REQUIREMENT:
Render every line of the records below as a JSON list of strings, one string per line, with blank lines omitted.

TASK MATERIAL:
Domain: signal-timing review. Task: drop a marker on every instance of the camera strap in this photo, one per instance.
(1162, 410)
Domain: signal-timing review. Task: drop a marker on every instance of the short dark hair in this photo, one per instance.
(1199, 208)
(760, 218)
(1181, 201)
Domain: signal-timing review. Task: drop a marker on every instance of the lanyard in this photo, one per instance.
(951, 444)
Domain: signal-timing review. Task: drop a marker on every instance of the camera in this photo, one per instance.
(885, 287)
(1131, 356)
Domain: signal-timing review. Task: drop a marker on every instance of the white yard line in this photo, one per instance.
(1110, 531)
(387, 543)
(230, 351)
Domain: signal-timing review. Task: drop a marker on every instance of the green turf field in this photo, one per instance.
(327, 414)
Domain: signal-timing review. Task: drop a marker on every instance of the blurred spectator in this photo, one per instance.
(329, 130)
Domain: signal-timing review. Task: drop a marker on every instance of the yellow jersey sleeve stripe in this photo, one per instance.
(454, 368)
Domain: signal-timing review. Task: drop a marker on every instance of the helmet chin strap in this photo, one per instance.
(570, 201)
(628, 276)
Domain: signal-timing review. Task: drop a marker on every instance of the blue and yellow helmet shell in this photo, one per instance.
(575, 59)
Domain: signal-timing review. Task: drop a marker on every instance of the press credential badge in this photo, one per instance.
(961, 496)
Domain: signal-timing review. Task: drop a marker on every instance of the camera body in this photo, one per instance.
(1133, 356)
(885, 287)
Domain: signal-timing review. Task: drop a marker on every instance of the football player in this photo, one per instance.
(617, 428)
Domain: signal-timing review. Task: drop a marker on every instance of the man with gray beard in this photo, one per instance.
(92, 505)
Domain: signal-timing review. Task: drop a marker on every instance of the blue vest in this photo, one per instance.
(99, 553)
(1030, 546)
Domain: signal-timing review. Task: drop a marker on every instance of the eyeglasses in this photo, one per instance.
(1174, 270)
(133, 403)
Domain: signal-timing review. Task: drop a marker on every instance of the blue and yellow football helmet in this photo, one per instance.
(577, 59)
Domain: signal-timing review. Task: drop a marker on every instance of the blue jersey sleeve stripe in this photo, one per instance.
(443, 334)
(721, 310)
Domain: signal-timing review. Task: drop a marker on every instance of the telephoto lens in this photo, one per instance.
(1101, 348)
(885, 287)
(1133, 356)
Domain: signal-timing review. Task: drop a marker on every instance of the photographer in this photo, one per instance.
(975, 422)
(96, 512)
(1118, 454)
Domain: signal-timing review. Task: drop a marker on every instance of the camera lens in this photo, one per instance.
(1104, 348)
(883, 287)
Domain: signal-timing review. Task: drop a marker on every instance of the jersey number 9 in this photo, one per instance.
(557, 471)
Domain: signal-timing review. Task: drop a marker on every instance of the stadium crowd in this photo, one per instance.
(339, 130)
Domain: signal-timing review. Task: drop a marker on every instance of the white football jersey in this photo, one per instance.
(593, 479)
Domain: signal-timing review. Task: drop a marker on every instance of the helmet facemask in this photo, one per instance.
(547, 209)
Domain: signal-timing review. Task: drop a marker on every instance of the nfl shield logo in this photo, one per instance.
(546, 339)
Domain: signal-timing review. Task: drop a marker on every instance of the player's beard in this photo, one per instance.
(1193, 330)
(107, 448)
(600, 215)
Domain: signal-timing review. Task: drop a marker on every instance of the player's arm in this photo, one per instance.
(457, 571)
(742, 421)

RESULT BELOW:
[
  "Domain: signal-timing review. Task: drop a marker on every instance of the camera strap in this photo, one per instance.",
  "(1162, 410)",
  "Domain: signal-timing review. Task: drop a marker on every instance of the short dark hair in this photo, one per instance.",
  "(1199, 208)",
  "(760, 218)",
  "(1181, 201)",
  "Domain: signal-timing review. Task: drop a marker on every instance of the lanyard in this photo, one per instance.",
  "(951, 444)",
  "Domain: signal-timing review. Task: drop a marker on every instance of the camera in this photo, one per instance.",
  "(885, 287)",
  "(1131, 356)",
  "Domain: signal-timing review. Task: drop a marker on every instance of the white yard line in this photo, one per instance.",
  "(1110, 531)",
  "(387, 543)",
  "(230, 351)",
  "Domain: signal-timing review. Task: drop a marker on every instance of the green turf field in this photo, one per instance.",
  "(327, 414)",
  "Domain: signal-timing review. Task: drop a marker on every instance of the blurred spectator in this photo, one per instance.",
  "(329, 130)",
  "Domain: signal-timing review. Task: drop a marker on every instance of the yellow jersey sleeve stripe in this photo, one per instance.",
  "(454, 368)",
  "Domain: signal-timing review. Task: drop a marker on every instance of the helmet chin strap in this photo, one per instance.",
  "(570, 201)",
  "(628, 276)",
  "Domain: signal-timing review. Task: drop a marker on every instance of the blue and yellow helmet shell in this photo, one per instance.",
  "(575, 59)",
  "Domain: signal-timing review. Task: drop a marker on every instance of the press credential badge in this photo, one per instance.",
  "(961, 496)",
  "Domain: signal-timing review. Task: drop a marker on every instance of the camera body in this photo, one per instance.",
  "(1133, 356)",
  "(885, 287)",
  "Domain: signal-timing review. Task: drop a marker on every instance of the football player in this photo, one per instance.",
  "(617, 428)",
  "Domain: signal-timing review. Task: drop a marker on every instance of the man with gray beard in this photo, one per instance.",
  "(92, 505)",
  "Domain: signal-timing review. Task: drop a marker on every instance of the blue vest in this photo, one per instance.",
  "(99, 553)",
  "(1030, 546)",
  "Domain: signal-timing review. Task: drop a marker on every instance of the eyeglasses in this photo, one per instance.",
  "(1174, 270)",
  "(133, 403)",
  "Domain: signal-timing review. Task: drop a marker on every instance of the blue and yellow football helmet in this photo, one per instance.",
  "(577, 59)",
  "Domain: signal-timing review. Task: drop a marker on every instance of the blue jersey sleeve stripe in this photo, one per instance.",
  "(443, 334)",
  "(721, 310)",
  "Domain: signal-timing review. Task: drop a marker on every instance of the telephoto lens in this photo, one per instance.",
  "(1101, 348)",
  "(885, 287)",
  "(1133, 356)",
  "Domain: signal-timing review. Task: drop a marker on every instance of the photographer in this photo, one per instance.",
  "(975, 422)",
  "(96, 512)",
  "(1118, 454)",
  "Domain: signal-timing review. Task: drop a marker on every instance of the camera lens in this photo, one per instance.",
  "(1104, 348)",
  "(883, 287)",
  "Domain: signal-timing review. Task: drop a marker on every instance of the jersey number 9 in this photo, one per instance.",
  "(557, 471)",
  "Domain: signal-timing review. Task: drop a marker on every instance of the stadium crowd in this photo, one per instance.",
  "(339, 130)",
  "Domain: signal-timing review. Task: drop a marker on every instance of the white football jersey in this photo, one per instance.",
  "(593, 479)",
  "Domain: signal-timing review. Task: drop a marker on every instance of the helmet facemask in this photo, one per instance.",
  "(547, 209)",
  "Domain: signal-timing review. Task: drop a marker on every instance of the nfl shield logo in this photo, one per instance.",
  "(546, 339)",
  "Domain: signal-timing review. Task: drop a marker on every instance of the player's beard in this photo, one per instance.",
  "(1193, 330)",
  "(107, 448)",
  "(600, 215)",
  "Domain: signal-timing review. Task: drop a marker on every instance of the player's arm in this photo, one per instance.",
  "(457, 571)",
  "(742, 421)"
]